— Set task —
Count how many lines of the records below contain the word "stone". Reply with that number alone.

--- Start ---

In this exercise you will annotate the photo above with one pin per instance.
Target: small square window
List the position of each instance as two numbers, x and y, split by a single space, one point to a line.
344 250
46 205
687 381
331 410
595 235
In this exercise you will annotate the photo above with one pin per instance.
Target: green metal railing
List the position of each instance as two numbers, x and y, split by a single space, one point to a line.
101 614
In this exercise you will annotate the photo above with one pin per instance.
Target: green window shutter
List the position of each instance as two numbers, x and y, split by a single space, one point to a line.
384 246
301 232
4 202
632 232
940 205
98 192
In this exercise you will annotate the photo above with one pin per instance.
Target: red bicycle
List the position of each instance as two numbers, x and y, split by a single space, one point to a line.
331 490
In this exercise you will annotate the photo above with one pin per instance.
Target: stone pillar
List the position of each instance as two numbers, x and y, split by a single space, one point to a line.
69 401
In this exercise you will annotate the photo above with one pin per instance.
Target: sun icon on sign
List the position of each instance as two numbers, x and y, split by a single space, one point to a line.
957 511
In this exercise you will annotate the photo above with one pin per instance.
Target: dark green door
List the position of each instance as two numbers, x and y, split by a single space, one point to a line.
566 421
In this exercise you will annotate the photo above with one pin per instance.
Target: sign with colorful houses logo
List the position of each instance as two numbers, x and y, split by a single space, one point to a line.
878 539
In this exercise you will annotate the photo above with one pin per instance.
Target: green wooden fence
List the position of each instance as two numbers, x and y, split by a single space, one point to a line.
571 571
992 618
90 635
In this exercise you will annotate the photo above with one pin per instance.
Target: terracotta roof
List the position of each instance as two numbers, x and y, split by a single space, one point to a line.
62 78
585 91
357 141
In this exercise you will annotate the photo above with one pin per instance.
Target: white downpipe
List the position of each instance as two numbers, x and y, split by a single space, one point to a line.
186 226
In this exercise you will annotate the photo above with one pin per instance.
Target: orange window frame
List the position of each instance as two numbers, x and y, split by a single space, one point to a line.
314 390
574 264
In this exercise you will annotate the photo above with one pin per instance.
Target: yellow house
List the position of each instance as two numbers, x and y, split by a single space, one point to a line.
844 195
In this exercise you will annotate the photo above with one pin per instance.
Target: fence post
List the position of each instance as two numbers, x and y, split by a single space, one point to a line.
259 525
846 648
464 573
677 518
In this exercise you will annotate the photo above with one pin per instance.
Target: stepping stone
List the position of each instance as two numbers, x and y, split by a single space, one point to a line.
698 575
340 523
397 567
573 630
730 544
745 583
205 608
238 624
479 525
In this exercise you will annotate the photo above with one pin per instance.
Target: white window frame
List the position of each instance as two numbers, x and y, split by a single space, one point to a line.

--- End ---

— Task answer —
2